TEXT EXTRACT:
-- START --

There will be a cub round set up for the younger kids to shoot. The kids can walk right along with their adults on the shooting line and shoot at targets that will be placed 10 yards and closer.

What you need to start doing right away is bring you son out to the Sandhills range on friday nights (kids night). There is no cost for the kids to shoot at 3D animals and Don's Car Wash has supplied us with pizza and pop for the kids every friday night.


----------



## djleye (Nov 14, 2002)

I am a meber there. Is that going on right now????


----------



## Turner (Oct 7, 2005)

Yes it is.

I also sent you a PM.


----------



## ics400 (Oct 12, 2007)

Coming up on Thursday! See you there.


----------



## Turner (Oct 7, 2005)

Shooting starts at 6pm Thursday night.

See you guys there


----------



## Turner (Oct 7, 2005)

Just got back home from setting up the shoot, looks good and going to be a lot of fun. We have 3 of MN state birds to shoot at for our 26th target (mosquitoes). Reading all the names of the shooters from last year that had to sign our mountain brought back a few chuckles.

If you do not shoot at least come out and stand on the stage behind the shooters and whatch.


----------



## Turner (Oct 7, 2005)

Wow, we had a quite a few shooters today. People from Manitoba, Bismarck, Sioux Falls SD just to name a few areas people traveled from to attend the Sportsman Show that also participated in our 3D shoot. We now have a few new names on our mountain and some good hunting stories told.

There is still tomorrow, Sunday, to shoot. The doors open at 0930hrs and the shooting begins at 1000hrs, registration will end at 1400hrs.

-- END --

TASKS AND EXERCISES:
• a. In the archery shoot thread, how far away will the targets for the cub round be placed?
• b. Say whether each statement agrees with the archery shoot thread, answering yes or no and quoting the deciding words: (i) Kids must pay to shoot at the 3D animals on Friday nights. (ii) The 26th target is made up of mosquitoes. (iii) Registration on Sunday closes at 1400hrs.
• c. Write the next post in the archery shoot thread, following on from its final post.

RECORDS SHOWN:

-- START --

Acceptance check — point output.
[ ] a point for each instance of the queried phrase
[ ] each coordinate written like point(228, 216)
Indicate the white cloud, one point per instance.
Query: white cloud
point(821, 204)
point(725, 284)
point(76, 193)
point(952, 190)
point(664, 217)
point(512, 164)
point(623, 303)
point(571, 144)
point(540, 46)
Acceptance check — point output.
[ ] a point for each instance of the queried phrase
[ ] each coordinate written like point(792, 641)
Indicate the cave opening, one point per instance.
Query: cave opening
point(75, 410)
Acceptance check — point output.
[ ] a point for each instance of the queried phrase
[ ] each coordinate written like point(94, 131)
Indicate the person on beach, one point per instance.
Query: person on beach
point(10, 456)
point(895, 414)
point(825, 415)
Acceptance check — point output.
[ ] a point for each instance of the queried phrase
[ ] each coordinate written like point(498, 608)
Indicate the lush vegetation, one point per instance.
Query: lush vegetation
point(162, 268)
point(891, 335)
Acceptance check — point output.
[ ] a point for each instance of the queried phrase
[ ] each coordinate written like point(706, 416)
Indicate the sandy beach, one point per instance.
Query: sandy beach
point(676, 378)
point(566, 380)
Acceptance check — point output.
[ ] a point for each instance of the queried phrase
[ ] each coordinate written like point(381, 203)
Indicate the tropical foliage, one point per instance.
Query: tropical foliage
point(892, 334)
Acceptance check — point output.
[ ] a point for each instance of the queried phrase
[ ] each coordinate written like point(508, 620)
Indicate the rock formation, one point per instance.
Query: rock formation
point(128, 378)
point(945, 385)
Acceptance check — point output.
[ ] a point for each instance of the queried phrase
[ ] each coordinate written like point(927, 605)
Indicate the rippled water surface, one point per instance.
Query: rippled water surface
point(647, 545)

-- END --

PER-TASK ANSWERS:
• a. 10 yards and closer.

• b.
(i) No: "There is no cost for the kids to shoot at 3D animals"
(ii) Yes: "We have 3 of MN state birds to shoot at for our 26th target (mosquitoes)."
(iii) Yes: "registration will end at 1400hrs."

• c.
Thank you to all that came and shot

T


----------



## djleye (Nov 14, 2002)

Turner,

Cannot thank you enough for letting my kids shoot early on Saturday. They loved it. Also thanks for all the freebies. My son wore the hat all day on saturday (I thought it was my hat!!!! :lol: ). We will try and get hooked up this summer with your class. He just loves to shoot that bow!!!!


----------



## Turner (Oct 7, 2005)

:beer:


----------



## Springer (Dec 21, 2004)

Let us know who won. I work with a couple of guys that shot down there.


----------



## ics400 (Oct 12, 2007)

Springer,
If you go to sandhillsarchers.org and click on scores, there's a link to all the scores and divisions. I'd like to say a big thanks to all who helped put the shoot on and to all those who participated. Our goal was for everyone to have great time and share some experiences. There is aplace on the sandhills site to provide feedback. We would welcome comments on the shoot to help us improve!


----------



## joseph (Feb 22, 2008)

hey did anyone go to the tournament in volga/brookings South Dakota?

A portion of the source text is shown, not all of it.